◆ Text passage:
On July 18, 2018, the U.S. House of Representatives’ Committee on Agriculture convened a full hearing to solicit ideas and discuss the regulation of cryptocurrencies and blockchain technology. This was the second House committee hearing on the subject, following the Financial Services Committee’s first hearing in March 2018. In general, committee members voiced support for the development and mass adoption of this new technology. Other committee members, however, expressed concerns over price volatility, initial coin offering scams and the connection between cryptocurrencies and illicit activities — subjects that have been an increasing focus of numerous civil lawsuits over the past few years.
Overall, the committed exhibited an earnest curiosity in blockchain technology and its potential to modernize our digital footprint. In furtherance thereof, the committee heard testimony from leading figures concerning conceivable applications and ongoing developments made possible by blockchain technology.
Below are some notable quotes from the panel, which included former U.S. Commodity Futures Trading Commission Chairman Gary Gensler, Perkins Coie LLP Managing Partner Lowell Ness and Andreessen Horowitz LLC Managing Partner Scott Kupor, among other professionals. A video-recording of the hearing is available here.
In light of the profound representations and insights shared by the panel, the committee signaled that it would take a cautious approach toward crafting regulations, taking time to learn more about blockchain before implementing shortsighted and destructive regulations.
Chairman K. Michael Conway, R-Texas, opened the hearing with positive sentiments:
Digital assets like Bitcoin and Ether, but also like hundreds of other token-based projects that are being developed, represent a new way for people to interact and engage in commerce with one another. While digital assets are often thought of as "payment systems" or "digital gold" I believe the promise that token networks hold is more universal — and more exciting — than that.

◆ Written exercise:
Set down the stretch of the hearing text from "Overall, the committed" through "is available here." word for word.

◆ Listed records:

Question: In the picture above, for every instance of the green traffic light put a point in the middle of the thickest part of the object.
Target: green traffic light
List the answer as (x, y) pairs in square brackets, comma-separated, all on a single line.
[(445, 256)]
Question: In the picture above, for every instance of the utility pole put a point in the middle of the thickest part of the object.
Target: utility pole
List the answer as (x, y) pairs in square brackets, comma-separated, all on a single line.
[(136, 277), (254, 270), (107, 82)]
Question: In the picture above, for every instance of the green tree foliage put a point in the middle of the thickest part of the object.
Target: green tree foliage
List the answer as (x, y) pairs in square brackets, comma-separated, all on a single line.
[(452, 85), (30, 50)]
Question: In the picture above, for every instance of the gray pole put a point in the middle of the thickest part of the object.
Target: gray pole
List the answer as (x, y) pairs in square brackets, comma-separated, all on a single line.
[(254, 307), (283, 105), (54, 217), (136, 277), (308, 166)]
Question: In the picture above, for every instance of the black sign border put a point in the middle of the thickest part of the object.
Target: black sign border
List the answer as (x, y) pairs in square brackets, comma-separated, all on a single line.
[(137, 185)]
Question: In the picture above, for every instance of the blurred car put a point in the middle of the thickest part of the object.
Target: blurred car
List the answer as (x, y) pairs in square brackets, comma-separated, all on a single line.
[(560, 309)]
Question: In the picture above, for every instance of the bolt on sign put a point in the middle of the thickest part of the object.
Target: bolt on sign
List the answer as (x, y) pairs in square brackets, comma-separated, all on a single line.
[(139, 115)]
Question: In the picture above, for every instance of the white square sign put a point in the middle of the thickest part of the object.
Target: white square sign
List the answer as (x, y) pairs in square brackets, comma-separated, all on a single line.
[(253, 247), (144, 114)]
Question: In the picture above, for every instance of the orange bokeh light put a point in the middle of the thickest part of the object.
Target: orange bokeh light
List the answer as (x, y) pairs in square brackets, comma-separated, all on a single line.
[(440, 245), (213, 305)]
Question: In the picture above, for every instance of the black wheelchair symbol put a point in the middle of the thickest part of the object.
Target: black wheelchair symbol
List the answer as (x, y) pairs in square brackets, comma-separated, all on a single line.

◆ Exercise solution:
Overall, the committed exhibited an earnest curiosity in blockchain technology and its potential to modernize our digital footprint. In furtherance thereof, the committee heard testimony from leading figures concerning conceivable applications and ongoing developments made possible by blockchain technology.
Below are some notable quotes from the panel, which included former U.S. Commodity Futures Trading Commission Chairman Gary Gensler, Perkins Coie LLP Managing Partner Lowell Ness and Andreessen Horowitz LLC Managing Partner Scott Kupor, among other professionals. A video-recording of the hearing is available here.